---------- Texte fourni

1.3. Les liens familiaux des détenus et les caractéristiques de leurs proches éclairés par la statistique

De rares ruptures, mais des liens fréquemment étirés

Les effets de l’emprisonnement sur les liens familiaux apparaissent également dans des recherches statistiques.

Si les détenus avaient une vie conjugale souvent fragile avant la détention, l’incarcération provoque de nouvelles ruptures. Selon l’enquête de l’INSEE publiée en 2002, « plus d’une union sur dix est rompue dans le mois qui suit la détention. Ensuite, la probabilité de rupture diminue. Au total, 20% des unions sont rompues au cours de la première année de l’incarcération, 25% dans les deux premières années et 36% dans les 5 ans qui suivent »40. Au-delà des ruptures, ces chiffres laissent apparaître la part non négligeable des couples résistant à l’épreuve : si 36% des couples se brisent après 5 ans d’incarcération, cela signifie que 64% des couples perdurent au moins 5 ans malgré la détention.

--------------------
---------- Extraits d'enregistrements

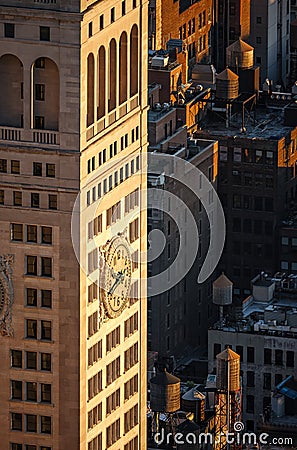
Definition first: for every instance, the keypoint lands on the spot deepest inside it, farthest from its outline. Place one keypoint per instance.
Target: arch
(112, 86)
(45, 94)
(90, 88)
(11, 91)
(101, 82)
(123, 68)
(134, 61)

--------------------

• **Consigne donnée 1**
Selon le texte sur les liens familiaux des détenus, quelle part des unions est rompue au cours de la première année d'incarcération ?
• **Consigne donnée 2**
Mettez à jour tous les enregistrements en y remplaçant « keypoint » par « landmark », sans rien modifier d'autre. Ne reprenez pas les images dans votre réponse.
Le texte et les enregistrements n'ont aucun lien entre eux.

• **Réponse 1**
20 % des unions sont rompues au cours de la première année d'incarcération.

• **Réponse 2**
Definition first: for every instance, the landmark lands on the spot deepest inside it, farthest from its outline. Place one landmark per instance.
Target: arch
(112, 86)
(45, 94)
(90, 88)
(11, 91)
(101, 82)
(123, 68)
(134, 61)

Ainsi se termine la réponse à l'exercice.